Set of tasks =
a) In the ZFS storage thread, how much usable space is listed for Configuration #4?
b) Copy out the ZFS storage thread from "Here are some" up to and including "in this scenario?".

Passage shown =

━━━━━━━━

ZFS storage server advice

Sorry it took a while to get back to you.

URE spesification is 10^14.
Mean fail time is 1,000,000 (1million) hours.

Yeah i get that it is unlikely. But I don’t really want to risk loosing the entire pool. Especially since i don’t have a backup. (yes i know, raid is not backup)

Sorry but i don’t see how this has more redundancy over say raidz2. In a raid 10 configuration, it can only loose one disk per vdev. Even if the rebuild is faster, the risk seems to be higher than raidz2 (or even raidz3, but that is a bit overkill).

Mirror depth is how you increase redundancy. So with a typical pool of mirrors setup, let’s boil this down to 4 disks, you have two 2-disk mirrors striped together. Happiness. You’re guaranteed to be able to lose 1 disk, and have a roughly 66% chance to lose a second disk and still be fine. Technically speaking, this loses out in redundancy to a 4 disk RAIDZ2 where you are guaranteed to be able to lose 2 disks and be fine.

However, as you add disks, you can reshape your mirrors. With 6 disks you can have either three 2-disk mirrors and get the performance boost, but still only be guaranteed to be good after 1 disk, or you can have two 3-disk mirrors. A two 3-disk mirror setup would allow you to lose any two drives and still be fine, and then a certain percentage chance to lose another couple of drives and still be fine. With a 6 disk RAIDZ2, you’re still only get those 2 disk failures. Any third disk failure is catastrophic.

3-disk mirrors sacrifice more space for that redundancy though.

2 Likes

After all the great feedback from everyone. I see that the 20 bay server is a no-go. Therefore i will be looking into a 24 or 36 bay one instead. This changes quite a bit how the vdev can be split.

Here are some new configurations based on everyones input. The maximum vdevs is based on either 24 or 36 bays. I would really appreciate your thoughts on them. What would you choose in this scenario?

Configuration #4
24 bay: (4 vdevs, 6 disk per, raidz2): 65.54TB usable.

━━━━━━━━

Material =
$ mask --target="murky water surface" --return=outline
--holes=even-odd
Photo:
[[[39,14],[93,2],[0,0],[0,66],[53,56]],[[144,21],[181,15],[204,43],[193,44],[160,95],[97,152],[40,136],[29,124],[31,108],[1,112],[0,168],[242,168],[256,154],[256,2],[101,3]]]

━━━━━━━━

Task responses =
a) 65.54TB usable.

b)
Here are some new configurations based on everyones input. The maximum vdevs is based on either 24 or 36 bays. I would really appreciate your thoughts on them. What would you choose in this scenario?